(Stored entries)
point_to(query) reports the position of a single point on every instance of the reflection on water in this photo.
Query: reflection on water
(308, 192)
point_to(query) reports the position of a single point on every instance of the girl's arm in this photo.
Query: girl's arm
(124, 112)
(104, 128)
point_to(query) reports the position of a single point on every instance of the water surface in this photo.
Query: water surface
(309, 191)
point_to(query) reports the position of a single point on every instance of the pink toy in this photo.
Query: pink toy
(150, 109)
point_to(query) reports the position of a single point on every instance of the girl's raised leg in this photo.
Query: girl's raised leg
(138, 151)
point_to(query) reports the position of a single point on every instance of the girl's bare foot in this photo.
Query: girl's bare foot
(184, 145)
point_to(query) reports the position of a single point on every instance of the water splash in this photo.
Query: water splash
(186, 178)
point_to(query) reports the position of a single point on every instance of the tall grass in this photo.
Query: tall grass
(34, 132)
--
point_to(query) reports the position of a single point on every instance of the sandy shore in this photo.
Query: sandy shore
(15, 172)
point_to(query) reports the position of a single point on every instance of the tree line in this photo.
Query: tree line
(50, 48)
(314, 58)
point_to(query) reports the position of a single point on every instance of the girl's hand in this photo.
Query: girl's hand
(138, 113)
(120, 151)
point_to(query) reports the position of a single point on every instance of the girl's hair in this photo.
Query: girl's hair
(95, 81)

▶ What to do
Please write out, exactly as they appear above, only the lines in the stretch from the line with "Query: reflection on water" through the line with "grass in this photo.".

▶ The answer
Query: reflection on water
(308, 192)
point_to(query) reports the position of a single point on every instance of the girl's arm in this photo.
Query: girl's arm
(124, 112)
(104, 128)
point_to(query) reports the position of a single point on every instance of the water surface in this photo.
Query: water surface
(309, 191)
point_to(query) reports the position of a single point on every instance of the pink toy in this photo.
Query: pink toy
(150, 109)
point_to(query) reports the position of a single point on every instance of the girl's raised leg in this photo.
Query: girl's raised leg
(138, 151)
point_to(query) reports the position of a single point on every instance of the girl's bare foot in this photo.
Query: girl's bare foot
(184, 145)
point_to(query) reports the position of a single point on every instance of the water splash in this photo.
Query: water splash
(186, 178)
point_to(query) reports the position of a single point on every instance of the tall grass in this photo.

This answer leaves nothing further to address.